### Region pointing data
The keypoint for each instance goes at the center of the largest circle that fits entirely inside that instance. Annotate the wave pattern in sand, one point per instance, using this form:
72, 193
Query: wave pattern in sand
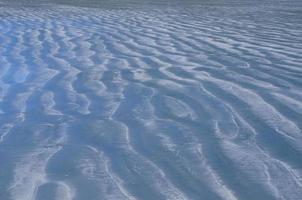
166, 103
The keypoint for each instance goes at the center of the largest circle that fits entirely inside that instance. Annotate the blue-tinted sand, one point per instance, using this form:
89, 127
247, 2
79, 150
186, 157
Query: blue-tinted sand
150, 100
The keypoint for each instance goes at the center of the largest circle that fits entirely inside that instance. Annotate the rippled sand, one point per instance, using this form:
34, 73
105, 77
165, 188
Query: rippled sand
163, 100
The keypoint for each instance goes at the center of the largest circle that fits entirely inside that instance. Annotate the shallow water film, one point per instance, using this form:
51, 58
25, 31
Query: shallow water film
150, 100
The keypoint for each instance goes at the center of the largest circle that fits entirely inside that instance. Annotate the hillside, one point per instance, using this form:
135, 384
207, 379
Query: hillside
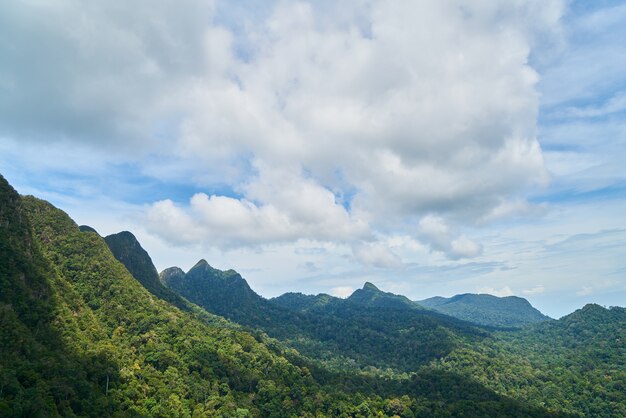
369, 329
81, 335
489, 310
575, 364
127, 250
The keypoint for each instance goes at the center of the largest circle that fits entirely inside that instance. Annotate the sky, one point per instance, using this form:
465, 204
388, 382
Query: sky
432, 148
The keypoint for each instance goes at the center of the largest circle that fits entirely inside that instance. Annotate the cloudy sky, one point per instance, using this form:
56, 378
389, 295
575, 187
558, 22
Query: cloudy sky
433, 147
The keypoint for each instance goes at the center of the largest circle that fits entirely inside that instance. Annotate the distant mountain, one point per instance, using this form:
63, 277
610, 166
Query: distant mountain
127, 250
371, 296
87, 228
489, 310
575, 364
81, 336
224, 293
296, 301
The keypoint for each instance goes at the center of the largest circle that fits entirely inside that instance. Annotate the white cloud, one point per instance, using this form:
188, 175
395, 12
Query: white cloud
502, 292
376, 255
291, 208
537, 290
440, 237
326, 119
341, 291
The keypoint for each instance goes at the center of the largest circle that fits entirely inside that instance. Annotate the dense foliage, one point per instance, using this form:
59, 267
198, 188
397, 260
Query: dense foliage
510, 311
80, 335
129, 252
357, 332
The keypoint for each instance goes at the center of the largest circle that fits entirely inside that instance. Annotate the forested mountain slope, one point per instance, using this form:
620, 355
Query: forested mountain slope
79, 335
509, 311
369, 329
127, 250
576, 363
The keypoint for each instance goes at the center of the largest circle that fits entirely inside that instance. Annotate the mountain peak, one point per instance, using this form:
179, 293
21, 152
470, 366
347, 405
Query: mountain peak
87, 228
370, 286
201, 263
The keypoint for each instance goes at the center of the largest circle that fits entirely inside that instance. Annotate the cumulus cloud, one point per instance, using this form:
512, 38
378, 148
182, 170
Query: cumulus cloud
537, 290
376, 255
291, 209
441, 237
502, 292
341, 291
326, 122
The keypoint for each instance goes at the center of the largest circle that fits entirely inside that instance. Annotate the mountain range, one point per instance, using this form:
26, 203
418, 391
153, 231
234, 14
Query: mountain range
88, 328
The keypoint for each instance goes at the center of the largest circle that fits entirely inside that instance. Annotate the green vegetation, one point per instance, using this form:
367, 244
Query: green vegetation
356, 333
489, 310
83, 334
127, 250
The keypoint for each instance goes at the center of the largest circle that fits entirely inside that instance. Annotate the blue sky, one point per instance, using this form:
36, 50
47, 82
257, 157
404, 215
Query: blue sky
433, 148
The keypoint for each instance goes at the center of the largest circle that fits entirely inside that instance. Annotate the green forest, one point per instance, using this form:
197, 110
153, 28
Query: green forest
88, 327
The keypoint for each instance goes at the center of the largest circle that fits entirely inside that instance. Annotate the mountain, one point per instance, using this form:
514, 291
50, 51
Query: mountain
489, 310
367, 297
296, 301
576, 364
371, 296
369, 329
81, 336
224, 293
127, 250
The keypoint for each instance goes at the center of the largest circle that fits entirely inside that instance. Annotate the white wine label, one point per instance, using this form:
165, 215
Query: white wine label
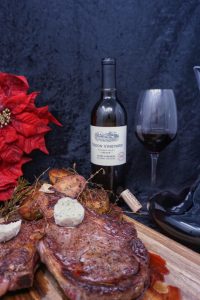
108, 145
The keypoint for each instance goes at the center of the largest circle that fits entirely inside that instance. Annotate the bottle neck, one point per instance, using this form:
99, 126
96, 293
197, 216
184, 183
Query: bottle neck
108, 93
109, 80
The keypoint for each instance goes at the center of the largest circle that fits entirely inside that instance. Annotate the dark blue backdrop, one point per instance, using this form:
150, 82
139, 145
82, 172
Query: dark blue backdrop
58, 46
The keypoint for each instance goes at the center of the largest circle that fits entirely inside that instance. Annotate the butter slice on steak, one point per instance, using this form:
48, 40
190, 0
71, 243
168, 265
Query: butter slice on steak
101, 258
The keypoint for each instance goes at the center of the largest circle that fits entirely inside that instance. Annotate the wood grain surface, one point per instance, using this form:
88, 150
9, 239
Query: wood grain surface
183, 264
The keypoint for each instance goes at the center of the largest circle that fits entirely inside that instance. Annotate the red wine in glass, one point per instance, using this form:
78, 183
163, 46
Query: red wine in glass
155, 142
156, 122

### The task
Set every entry down again exactly as written, and omit the images.

### Task result
The keypoint for each instance goes at the center of the largest circle that fits entirely inside that instance. Annotate the wave pattern in sand, one point per instance, using this form:
72, 193
Query: wave pattern in sand
166, 103
The keypoint for each instance goes at the center of the largest circle that fits entirely inside that instance. Annotate the blue-tinted sand, one point per instance, using this form:
89, 127
247, 2
79, 150
186, 157
Query: blue-tinted sand
150, 100
The keypoint for each instance goes at the center of the largest circle that fits entirely inside that instance. Annotate the rippled sand, one point per instance, using this form:
34, 73
105, 77
165, 188
Query: rippled sand
163, 100
The keypoint for each instance goes at the center of the largest circle that fits entirely inside that instance. Annotate the shallow water film, one point per instance, using this form:
51, 58
25, 31
Query: shallow water film
150, 100
The keypoint for each instance goes at the center of the largest circle that fits entirely inside that instance. Annotate the hillside, one point per instance, using this form:
135, 384
207, 379
Query: hillside
369, 329
81, 335
489, 310
575, 364
127, 250
The keypoint for each instance goes at the center of the largest circle that fits entirely inside that instance. Annotate the sky, one point per instance, using this form:
465, 204
388, 382
Query: sky
432, 148
The keypoint for each instance goes at the center of the largest circle that fits entirely inside that instance. Annotate the cloudy sky, one point per instance, using this form:
56, 378
389, 295
575, 187
558, 22
Query: cloudy sky
433, 147
The keypoint for each instance goes at the center of the largest circle that fits entirely inside that instance. Annotate the distant mountain, one point per instance, using this form:
63, 277
610, 166
Query: distant mountain
127, 250
371, 296
87, 228
489, 310
575, 364
81, 336
224, 293
296, 301
The keypoint for each instance goes at the center of the largest circle that fits entirely inside that instance. Annotate the white cloud, one point per instance, using this form:
188, 175
395, 12
Query: white cloud
502, 292
376, 255
291, 208
537, 290
440, 237
326, 119
341, 291
The keypoint for each instance goes at the center of the largest circle that fits entirely inside that instance. Annotate the dense foliage, one point per instance, using this form:
59, 267
198, 188
397, 260
Query: dense foliage
510, 311
80, 335
129, 252
357, 332
The keypoint for each instance goes at the center of the largest circle that fits entirely inside that instance. Annotate the forested mountain slope, one point per instance, using this form:
620, 355
Query: forested mountain slope
79, 335
509, 311
369, 329
127, 250
576, 363
The keypoint for each instance goes at the center of the largest circle that fits entirely inside that instance. Annotate the mountain peak, one point per instance, using this form:
179, 293
21, 152
470, 366
347, 405
Query: mountain peak
87, 228
370, 286
201, 263
The keypoint for each instance goes at the center of the largest circle that fits entirely inside that instance. Annotate the cumulus cloud, one point per instance, using this form:
512, 38
378, 148
182, 170
Query: cumulus cloud
537, 290
376, 255
291, 209
441, 237
502, 292
341, 291
326, 122
The keypoint for each instance goes at the center of the largest circle that fits entirely inside that instance. Annotate the mountain range, one point per instance, using this form:
26, 203
418, 391
153, 231
234, 14
Query: mountain range
88, 328
The keypoint for each instance goes at the center of the largest circle that fits entirely inside that instance. Annotate the green vegetation, one point per instance, using this form:
367, 244
Query: green vegetation
356, 333
489, 310
83, 334
127, 250
The keypoint for each instance goes at the center of the largest circle that fits entirely inside that instance. Annotate the blue sky, one point per instance, using this form:
36, 50
47, 82
257, 157
404, 215
Query: blue sky
433, 148
The keypoint for each instance goes at the center of the largest circle that fits entirely inside that instance. Annotate the green forest, one point per instance, using this form:
197, 110
153, 28
Query: green forest
88, 327
The keypoint for each instance goes at the center of the largest circle that fits entirely inside that instance. Annotate the mountain, one point per instance, using this form:
514, 291
50, 51
Query: mountain
489, 310
367, 297
296, 301
576, 364
371, 296
369, 329
81, 336
224, 293
127, 250
The keypoint for each instance goes at the center of the largest circle that fits entirely inside that instance. Annotate the white wine label, one point per instance, using this form:
165, 215
Query: white wine label
108, 145
The keypoint for each instance goes at the center of the largest circle that fits entirely inside that instance. Annotate the bottle neck, one point per instance, using this form:
99, 126
96, 293
197, 216
184, 183
Query: bottle neck
108, 93
109, 80
The keypoint for each instance goes at the center of the largest circle that fits entirely inside that instance. Annotate the dark blue backdrop, one point per instance, using this form:
150, 82
139, 145
82, 172
Query: dark blue backdrop
58, 46
The keypoint for each instance goes at the center of the largest circle that fits entirely inside that instance. Annotate the butter slice on steak, one point per instance, using this form:
48, 40
190, 0
71, 243
168, 265
Query: butter slice on steak
101, 258
The keypoint for each instance goes at the center of the largest circle that fits entirely inside that instance. Annotate the wood grain surface, one point per instance, using this form:
88, 150
9, 239
Query: wood grain surface
183, 264
The keypoint for each instance goes at the center of the largest circle that fits entirely inside that instance. Annotate the red wine in glass, one point per instance, using this form:
78, 183
163, 46
Query: red wine in glass
155, 142
156, 122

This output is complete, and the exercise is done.